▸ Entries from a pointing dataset
+++++

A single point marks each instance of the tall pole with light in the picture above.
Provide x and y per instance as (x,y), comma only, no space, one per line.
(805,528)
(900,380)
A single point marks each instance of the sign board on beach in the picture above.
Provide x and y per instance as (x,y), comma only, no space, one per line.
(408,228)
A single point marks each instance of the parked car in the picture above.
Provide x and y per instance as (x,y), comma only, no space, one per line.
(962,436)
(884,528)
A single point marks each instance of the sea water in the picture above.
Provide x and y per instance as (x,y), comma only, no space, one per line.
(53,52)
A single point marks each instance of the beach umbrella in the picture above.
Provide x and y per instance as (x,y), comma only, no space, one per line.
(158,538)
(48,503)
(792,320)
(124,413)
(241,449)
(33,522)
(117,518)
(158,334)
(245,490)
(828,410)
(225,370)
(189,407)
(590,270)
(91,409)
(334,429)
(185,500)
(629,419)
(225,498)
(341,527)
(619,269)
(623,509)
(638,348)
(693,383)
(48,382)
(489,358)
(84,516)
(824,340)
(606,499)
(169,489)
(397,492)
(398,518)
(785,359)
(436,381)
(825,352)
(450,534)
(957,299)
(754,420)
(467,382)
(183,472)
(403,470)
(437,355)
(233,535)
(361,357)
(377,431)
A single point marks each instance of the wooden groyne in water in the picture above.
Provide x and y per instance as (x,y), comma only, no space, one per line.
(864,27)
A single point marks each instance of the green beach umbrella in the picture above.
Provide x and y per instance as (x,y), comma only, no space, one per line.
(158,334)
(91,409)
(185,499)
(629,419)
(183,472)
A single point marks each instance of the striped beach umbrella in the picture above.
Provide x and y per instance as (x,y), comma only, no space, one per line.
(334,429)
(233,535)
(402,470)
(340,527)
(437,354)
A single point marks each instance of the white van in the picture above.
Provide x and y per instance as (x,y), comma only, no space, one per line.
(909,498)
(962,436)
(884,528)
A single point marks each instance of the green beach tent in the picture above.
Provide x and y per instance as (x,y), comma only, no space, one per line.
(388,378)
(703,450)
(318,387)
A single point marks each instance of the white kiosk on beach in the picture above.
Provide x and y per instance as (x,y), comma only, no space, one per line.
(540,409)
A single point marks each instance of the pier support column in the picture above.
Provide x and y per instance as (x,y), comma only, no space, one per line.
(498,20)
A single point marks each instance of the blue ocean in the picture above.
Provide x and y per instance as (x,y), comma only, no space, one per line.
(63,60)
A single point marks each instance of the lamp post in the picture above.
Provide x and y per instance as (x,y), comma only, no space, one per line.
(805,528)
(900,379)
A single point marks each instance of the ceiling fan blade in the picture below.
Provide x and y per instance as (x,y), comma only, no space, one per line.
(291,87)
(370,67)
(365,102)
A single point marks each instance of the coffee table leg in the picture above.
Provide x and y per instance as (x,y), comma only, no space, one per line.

+++++

▸ PROBLEM REQUIREMENTS
Please render every line of the items above as a JSON list of strings, one string per line, with blank lines left out.

▸ ANSWER TO THIS TASK
[
  "A single point marks each instance of the tall pole with light in the picture above.",
  "Provide x and y per instance as (x,y), comma only, no space, one per line.",
  "(805,528)",
  "(900,380)",
  "A single point marks each instance of the sign board on beach in the picture above.",
  "Provide x and y per instance as (x,y), comma only, no space, one per line.",
  "(408,228)",
  "A single point marks each instance of the parked car in the picture above.",
  "Provide x and y per instance as (x,y), comma only, no space, one per line.",
  "(962,436)",
  "(884,528)",
  "A single point marks each instance of the sea water in the picture above.",
  "Provide x and y per instance as (x,y), comma only, no space, one per line.",
  "(53,52)",
  "A single point marks each instance of the beach umbrella in the picture above.",
  "Provide x and y per instance as (x,y), comma only, no space, one per line.",
  "(158,538)",
  "(48,503)",
  "(792,320)",
  "(124,413)",
  "(241,449)",
  "(33,522)",
  "(117,518)",
  "(158,334)",
  "(245,490)",
  "(828,410)",
  "(225,370)",
  "(189,407)",
  "(590,270)",
  "(91,409)",
  "(334,429)",
  "(185,500)",
  "(629,419)",
  "(225,498)",
  "(341,527)",
  "(619,269)",
  "(623,509)",
  "(638,348)",
  "(693,383)",
  "(48,382)",
  "(489,358)",
  "(84,516)",
  "(824,340)",
  "(606,499)",
  "(169,489)",
  "(397,492)",
  "(398,518)",
  "(785,359)",
  "(436,381)",
  "(825,352)",
  "(450,534)",
  "(957,299)",
  "(754,420)",
  "(467,382)",
  "(183,472)",
  "(403,470)",
  "(437,355)",
  "(233,535)",
  "(361,357)",
  "(377,431)",
  "A single point marks each instance of the wooden groyne in water in the picture above.",
  "Provide x and y per instance as (x,y), comma only, no space, one per line.",
  "(864,27)",
  "A single point marks each instance of the green beach umbrella in the picture above.",
  "Provide x and y per instance as (x,y), comma only, no space, one per line.",
  "(158,334)",
  "(91,409)",
  "(185,499)",
  "(629,419)",
  "(183,472)",
  "A single point marks each instance of the striped beach umbrella in the picture above.",
  "Provide x and y per instance as (x,y), comma only, no space, one per line.",
  "(334,429)",
  "(233,535)",
  "(402,470)",
  "(340,527)",
  "(437,354)",
  "A single point marks each instance of the white van in the picture above.",
  "Provide x and y per instance as (x,y), comma only, no space, one per line.",
  "(909,498)",
  "(962,436)",
  "(884,528)",
  "A single point marks each instance of the green beach tent in the picture above.",
  "Provide x and y per instance as (x,y), comma only, no space, one per line.",
  "(388,378)",
  "(703,450)",
  "(318,387)",
  "A single point marks each instance of the white kiosk on beach in the picture above.",
  "Provide x and y per instance as (x,y), comma only, no space, one per line.",
  "(540,409)",
  "A single point marks each instance of the pier support column in the picture above.",
  "Provide x and y per instance as (x,y), comma only, no space, one per line.",
  "(498,20)",
  "A single point marks each instance of the blue ocean in the picture above.",
  "Provide x and y per instance as (x,y), comma only, no space, one per line.",
  "(63,60)",
  "A single point marks each instance of the lamp post in the picture above.",
  "Provide x and y per instance as (x,y), comma only, no space, one per line.",
  "(805,528)",
  "(900,379)",
  "A single point marks each instance of the ceiling fan blade in the picture below.",
  "Provide x and y per instance as (x,y), comma only, no space, one per line.",
  "(291,87)",
  "(370,67)",
  "(365,102)",
  "A single point marks each instance of the coffee table leg in the picture above.",
  "Provide x and y per instance as (x,y), comma only, no space, one per line."
]